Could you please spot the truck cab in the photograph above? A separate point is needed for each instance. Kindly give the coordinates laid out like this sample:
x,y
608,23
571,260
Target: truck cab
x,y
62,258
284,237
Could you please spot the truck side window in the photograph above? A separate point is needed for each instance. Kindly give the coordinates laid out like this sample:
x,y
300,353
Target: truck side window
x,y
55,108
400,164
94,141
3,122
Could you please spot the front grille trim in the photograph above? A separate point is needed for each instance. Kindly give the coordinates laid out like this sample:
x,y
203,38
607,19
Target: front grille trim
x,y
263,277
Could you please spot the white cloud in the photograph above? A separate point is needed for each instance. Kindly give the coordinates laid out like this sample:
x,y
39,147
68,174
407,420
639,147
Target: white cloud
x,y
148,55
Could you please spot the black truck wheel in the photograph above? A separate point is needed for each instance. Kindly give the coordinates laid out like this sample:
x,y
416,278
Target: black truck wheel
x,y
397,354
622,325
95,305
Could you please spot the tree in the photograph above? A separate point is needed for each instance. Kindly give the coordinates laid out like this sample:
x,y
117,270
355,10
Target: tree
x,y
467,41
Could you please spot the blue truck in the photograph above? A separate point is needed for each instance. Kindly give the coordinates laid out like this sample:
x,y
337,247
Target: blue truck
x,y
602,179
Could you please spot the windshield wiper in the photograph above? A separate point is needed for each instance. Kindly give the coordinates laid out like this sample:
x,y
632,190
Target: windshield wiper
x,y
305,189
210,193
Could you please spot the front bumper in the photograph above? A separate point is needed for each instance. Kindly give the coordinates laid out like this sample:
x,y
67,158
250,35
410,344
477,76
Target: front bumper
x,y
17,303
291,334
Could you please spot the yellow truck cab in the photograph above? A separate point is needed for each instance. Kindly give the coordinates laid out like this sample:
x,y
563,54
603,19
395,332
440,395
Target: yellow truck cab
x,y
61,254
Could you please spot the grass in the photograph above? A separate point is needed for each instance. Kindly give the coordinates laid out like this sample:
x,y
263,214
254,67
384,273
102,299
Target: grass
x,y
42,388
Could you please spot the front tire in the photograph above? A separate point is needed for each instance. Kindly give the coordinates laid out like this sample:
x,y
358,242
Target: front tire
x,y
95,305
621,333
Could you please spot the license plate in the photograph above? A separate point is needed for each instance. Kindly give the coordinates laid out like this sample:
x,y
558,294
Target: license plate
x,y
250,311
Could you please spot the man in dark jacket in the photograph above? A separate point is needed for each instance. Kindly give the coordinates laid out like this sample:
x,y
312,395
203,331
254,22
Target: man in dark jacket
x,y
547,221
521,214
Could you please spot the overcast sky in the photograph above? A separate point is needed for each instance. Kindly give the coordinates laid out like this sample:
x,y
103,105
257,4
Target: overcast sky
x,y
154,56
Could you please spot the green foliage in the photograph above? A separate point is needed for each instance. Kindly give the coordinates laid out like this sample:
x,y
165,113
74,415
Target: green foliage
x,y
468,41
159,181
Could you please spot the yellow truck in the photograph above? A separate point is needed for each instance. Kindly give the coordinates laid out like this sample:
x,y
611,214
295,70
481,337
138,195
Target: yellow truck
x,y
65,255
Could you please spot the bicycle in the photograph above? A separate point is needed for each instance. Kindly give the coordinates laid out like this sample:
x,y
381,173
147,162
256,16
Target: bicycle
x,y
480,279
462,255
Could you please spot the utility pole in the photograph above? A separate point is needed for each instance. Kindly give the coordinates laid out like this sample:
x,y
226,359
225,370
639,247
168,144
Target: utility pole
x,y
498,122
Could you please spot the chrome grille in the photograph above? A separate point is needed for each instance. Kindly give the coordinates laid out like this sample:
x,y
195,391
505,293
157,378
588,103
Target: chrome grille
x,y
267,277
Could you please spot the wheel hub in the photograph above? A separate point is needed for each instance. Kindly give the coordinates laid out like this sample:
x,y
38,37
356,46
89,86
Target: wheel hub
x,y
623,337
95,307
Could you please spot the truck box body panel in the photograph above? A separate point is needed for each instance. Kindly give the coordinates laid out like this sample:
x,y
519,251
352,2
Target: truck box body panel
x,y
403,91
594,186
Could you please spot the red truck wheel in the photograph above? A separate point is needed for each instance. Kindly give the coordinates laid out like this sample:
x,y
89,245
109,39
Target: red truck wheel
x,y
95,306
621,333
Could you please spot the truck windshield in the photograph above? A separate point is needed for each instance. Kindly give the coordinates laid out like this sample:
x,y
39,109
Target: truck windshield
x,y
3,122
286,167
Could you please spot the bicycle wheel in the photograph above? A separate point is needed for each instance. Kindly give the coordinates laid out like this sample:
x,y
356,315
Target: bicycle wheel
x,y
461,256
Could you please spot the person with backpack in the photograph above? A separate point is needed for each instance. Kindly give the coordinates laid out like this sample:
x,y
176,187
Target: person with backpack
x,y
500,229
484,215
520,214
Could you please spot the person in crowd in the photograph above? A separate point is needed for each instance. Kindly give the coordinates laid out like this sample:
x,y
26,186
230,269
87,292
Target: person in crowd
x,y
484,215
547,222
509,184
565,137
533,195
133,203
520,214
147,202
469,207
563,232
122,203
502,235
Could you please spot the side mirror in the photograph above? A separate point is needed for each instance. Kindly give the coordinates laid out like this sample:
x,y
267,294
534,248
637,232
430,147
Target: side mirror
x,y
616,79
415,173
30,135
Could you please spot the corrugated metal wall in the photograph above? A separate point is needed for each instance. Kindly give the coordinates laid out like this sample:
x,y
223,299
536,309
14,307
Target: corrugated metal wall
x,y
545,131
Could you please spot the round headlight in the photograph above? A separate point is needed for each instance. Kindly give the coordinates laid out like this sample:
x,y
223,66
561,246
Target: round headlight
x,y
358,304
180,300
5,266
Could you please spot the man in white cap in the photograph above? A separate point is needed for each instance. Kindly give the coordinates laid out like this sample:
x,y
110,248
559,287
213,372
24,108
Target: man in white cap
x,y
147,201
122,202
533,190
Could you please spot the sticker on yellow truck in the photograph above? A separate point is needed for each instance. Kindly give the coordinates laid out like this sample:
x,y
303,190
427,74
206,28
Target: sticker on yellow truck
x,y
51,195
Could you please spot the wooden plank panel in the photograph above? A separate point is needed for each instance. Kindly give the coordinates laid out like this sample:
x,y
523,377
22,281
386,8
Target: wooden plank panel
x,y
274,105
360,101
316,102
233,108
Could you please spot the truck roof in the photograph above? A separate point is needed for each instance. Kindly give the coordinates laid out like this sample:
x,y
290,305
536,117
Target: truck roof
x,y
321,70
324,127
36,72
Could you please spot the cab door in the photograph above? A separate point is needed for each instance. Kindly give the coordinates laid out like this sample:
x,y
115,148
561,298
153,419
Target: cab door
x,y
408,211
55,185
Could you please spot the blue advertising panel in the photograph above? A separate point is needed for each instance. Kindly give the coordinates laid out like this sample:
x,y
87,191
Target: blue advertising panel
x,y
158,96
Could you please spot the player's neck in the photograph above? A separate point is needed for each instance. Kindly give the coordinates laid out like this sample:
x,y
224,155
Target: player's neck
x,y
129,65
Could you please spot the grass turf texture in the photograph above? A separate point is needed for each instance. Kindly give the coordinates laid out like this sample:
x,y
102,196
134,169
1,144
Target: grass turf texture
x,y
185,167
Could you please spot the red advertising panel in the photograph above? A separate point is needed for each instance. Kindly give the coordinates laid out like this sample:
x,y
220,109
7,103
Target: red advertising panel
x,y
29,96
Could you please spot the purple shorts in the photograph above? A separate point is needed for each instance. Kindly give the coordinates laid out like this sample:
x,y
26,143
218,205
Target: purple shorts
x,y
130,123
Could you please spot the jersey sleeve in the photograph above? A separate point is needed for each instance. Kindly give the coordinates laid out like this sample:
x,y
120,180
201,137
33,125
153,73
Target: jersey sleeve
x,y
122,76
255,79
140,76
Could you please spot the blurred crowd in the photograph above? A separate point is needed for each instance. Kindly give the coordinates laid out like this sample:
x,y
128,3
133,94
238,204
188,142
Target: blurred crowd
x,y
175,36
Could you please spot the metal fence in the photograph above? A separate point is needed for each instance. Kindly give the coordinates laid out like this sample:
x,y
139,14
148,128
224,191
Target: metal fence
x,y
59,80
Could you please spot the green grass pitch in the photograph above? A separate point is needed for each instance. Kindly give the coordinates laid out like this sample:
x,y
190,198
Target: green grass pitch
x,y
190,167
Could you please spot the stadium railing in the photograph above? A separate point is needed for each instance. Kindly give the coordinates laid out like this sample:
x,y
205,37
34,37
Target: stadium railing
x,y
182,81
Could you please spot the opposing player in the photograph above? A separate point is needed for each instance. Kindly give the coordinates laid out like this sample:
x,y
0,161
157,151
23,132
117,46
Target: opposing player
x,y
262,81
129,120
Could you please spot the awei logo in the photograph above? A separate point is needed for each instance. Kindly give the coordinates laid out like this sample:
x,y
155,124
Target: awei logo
━━━━
TASK OBJECTIVE: Count the lines in the listing where the string "logo" appears, and give only the count.

RESULT BELOW: 2